--- Start of Document segment ---
Inside Story

Country matters

Coalitions don’t work in opposition, so the federal Nationals would be better off going it alone, writes Norman Abjorensen

Norman Abjorensen 18 December 2008 961 words



AS THE OPPOSITION continues to avoid any semblance of genuine curiosity as to why it lost government in 2007 – apart from some caustic (and telling) asides on The Howard Years – it has descended to the Coalition’s normal out-of-power mode of name calling and infighting (mostly for all the wrong reasons).

Languishing in the polls and with Turnbull trailing Rudd by light years in the preferred prime minister stakes, the Liberal Party, instead of asking how it became so detached from voterland, has turned on the Nationals. (Fair enough, a cynic might say, as they can’t lay a glove on Labor.)

What this does is call into question the whole dotty idea of a coalition in opposition. What purpose does it serve? In fact, if the Nationals reflect for even a nanosecond they will see they are on a hiding to nothing – and this at a time when they are fighting for their very survival, having reached the nadir of their parliamentary representation after the 2007 defeat and the by-election loss in Lyne earlier this year.

The best way for the Nationals to secure any sort of viable future is to carve out an identity quite separate from that of the Liberals, and build once again a constituency of their own. While they had a share of power for the eleven and a bit years of Howard, it came at a cost. For a start, the neoliberal dog that began its economic rationalist howl in the 1980s met with only token resistance from the National tail. It was the bush that suffered as services were withdrawn and the traditional economy was left with little protection. That spawned One Nation.
--- End of Document segment ---
# Short problem 1
Reproduce word for word the part of the piece on the federal Nationals that starts at the words containing "What this does" and ends after "earlier this year.".
# Short problem 2
Carry the piece on the federal Nationals forward from its last sentence.
The listing that comes next has nothing to do with the piece on the federal Nationals.
--- Start of Rows ---
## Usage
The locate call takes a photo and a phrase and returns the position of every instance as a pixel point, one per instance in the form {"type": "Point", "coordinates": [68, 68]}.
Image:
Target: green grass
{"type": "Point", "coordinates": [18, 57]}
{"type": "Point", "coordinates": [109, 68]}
--- End of Rows ---
--- Start of Rows ---
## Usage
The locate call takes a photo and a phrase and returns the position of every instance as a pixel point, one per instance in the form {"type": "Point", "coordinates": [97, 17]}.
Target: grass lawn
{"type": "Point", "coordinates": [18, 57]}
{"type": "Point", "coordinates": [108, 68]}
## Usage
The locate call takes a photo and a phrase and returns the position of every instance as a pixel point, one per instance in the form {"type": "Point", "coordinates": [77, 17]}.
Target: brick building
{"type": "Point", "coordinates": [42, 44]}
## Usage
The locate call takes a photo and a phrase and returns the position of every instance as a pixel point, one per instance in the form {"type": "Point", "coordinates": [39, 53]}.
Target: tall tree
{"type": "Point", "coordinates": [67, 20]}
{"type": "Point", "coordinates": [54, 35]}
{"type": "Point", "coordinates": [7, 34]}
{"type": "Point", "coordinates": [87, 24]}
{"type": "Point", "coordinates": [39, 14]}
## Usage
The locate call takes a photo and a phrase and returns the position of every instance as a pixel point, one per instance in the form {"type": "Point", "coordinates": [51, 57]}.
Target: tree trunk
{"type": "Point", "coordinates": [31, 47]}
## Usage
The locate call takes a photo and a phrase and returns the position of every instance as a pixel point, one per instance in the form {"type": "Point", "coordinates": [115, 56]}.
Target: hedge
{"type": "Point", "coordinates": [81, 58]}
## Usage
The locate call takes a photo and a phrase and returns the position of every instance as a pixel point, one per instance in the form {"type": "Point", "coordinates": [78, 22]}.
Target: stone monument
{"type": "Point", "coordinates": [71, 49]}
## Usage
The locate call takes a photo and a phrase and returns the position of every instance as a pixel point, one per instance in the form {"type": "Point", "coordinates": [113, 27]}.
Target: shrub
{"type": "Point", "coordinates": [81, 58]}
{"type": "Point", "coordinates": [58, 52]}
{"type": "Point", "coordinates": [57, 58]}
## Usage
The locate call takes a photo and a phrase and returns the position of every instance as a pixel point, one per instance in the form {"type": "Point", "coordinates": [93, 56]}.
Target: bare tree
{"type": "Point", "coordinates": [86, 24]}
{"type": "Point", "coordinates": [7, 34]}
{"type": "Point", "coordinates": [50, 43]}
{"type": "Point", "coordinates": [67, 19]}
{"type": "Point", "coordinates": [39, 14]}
--- End of Rows ---
--- Start of Rows ---
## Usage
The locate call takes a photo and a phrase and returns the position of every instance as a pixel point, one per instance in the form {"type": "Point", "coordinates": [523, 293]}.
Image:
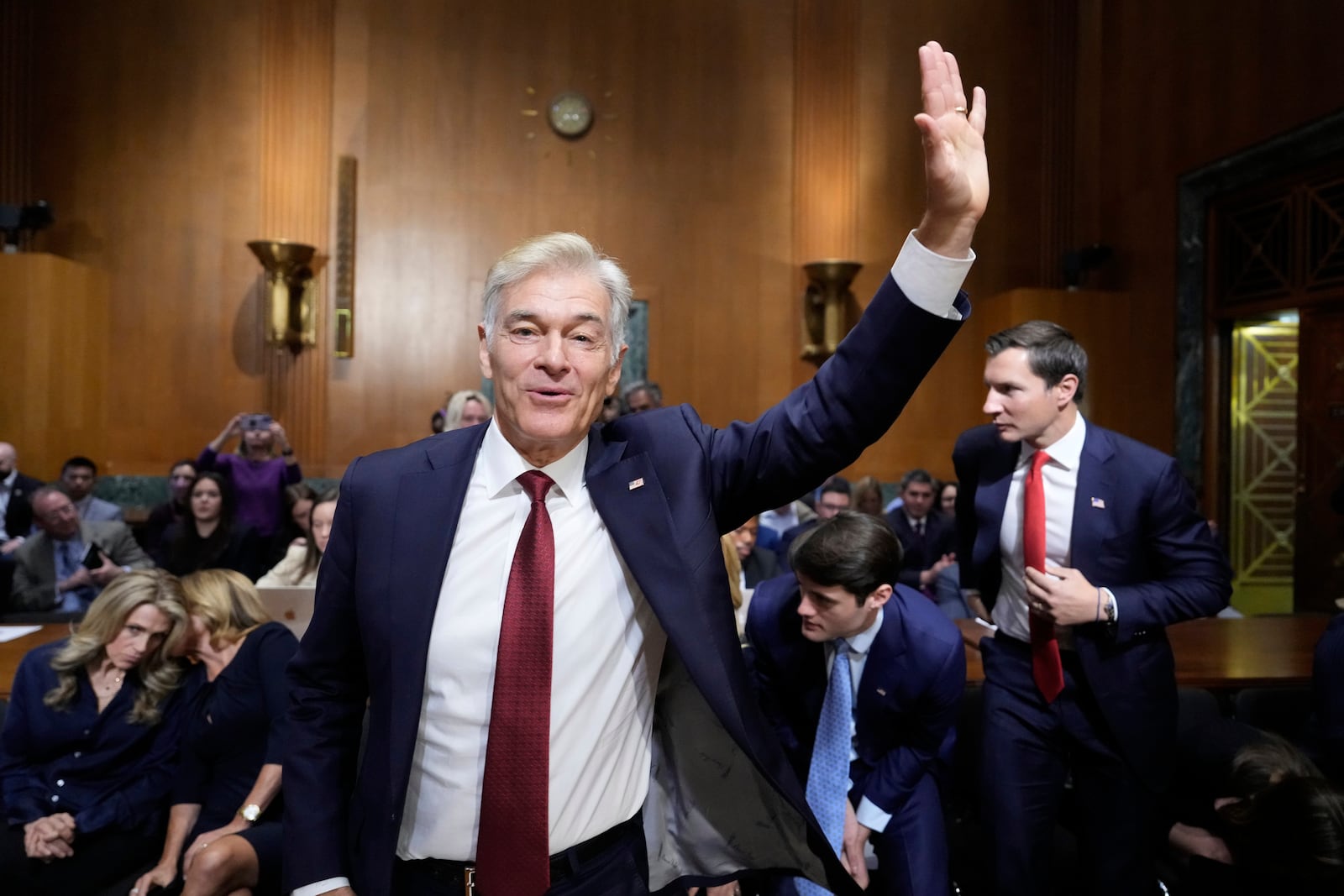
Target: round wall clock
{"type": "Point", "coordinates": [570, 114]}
--- End of Rows ---
# Written reply 1
What this does is call into question the whole dotty idea of a coalition in opposition. What purpose does it serve? In fact, if the Nationals reflect for even a nanosecond they will see they are on a hiding to nothing – and this at a time when they are fighting for their very survival, having reached the nadir of their parliamentary representation after the 2007 defeat and the by-election loss in Lyne earlier this year.

# Written reply 2
It is little discussed, but the Howard policy initiative that cost the Nationals so dearly in terms of its once huge membership was the gun buyback in 1996, post-Port Arthur. Beginning in Queensland, where its impact was felt hardest, the exodus of members rapidly spread around the country. They have never returned.

It remains to be seen how the merger in Queensland plays out. Tensions still run high, and there is good reason to suppose that a viable rump party will emerge – the very spectre that has always in the past carried the argument against merger. Already, the new organisation is seeking to levy its parliamentary members to help reduce the massive debt inherited from the dysfunctional and spectacularly unsuccessful division of the Liberal Party in Queensland.

Mutterings are starting to surface among Liberals that it is time to stop indulging the Nationals (and especially Barnaby Joyce) and declare all-out war. But this been tried before, and it failed. In Victoria from 1935 to 1943 and again for two subsequent shorter periods, the Country Party (as it then was) governed as a minority administration with Labor support. This had to do with a rural bias in the electoral system as much as anything else. But the Liberals (and the United Australia Party before them) huffed and puffed in impotent opposition.

After the second world war, the Liberal Party called for a merger but twice the Country Party refused. (At the national level, the Country Party had already declined an invitation by Robert Menzies to attend the conference of non-Labor organisations that led to the formation of the Liberal Party.)

The Liberal Party then started its own war and one with a single aim: to eliminate altogether the Country Party. It provocatively changed its name to the Liberal and Country Party and lured six Country Party members of the Victorian parliament into the Liberal fold. The Country Party never again reached its old prominence – especially after Labor in 1952 formed the first majority government in decades and redrew the electoral map. And while it was never a part of the Liberal ascendancy from 1955 to 1982, it never vanished despite a concerted Liberal assault at election time. Indeed, it came in from the cold to join forces with Jeff Kennett’s Liberals in 1992.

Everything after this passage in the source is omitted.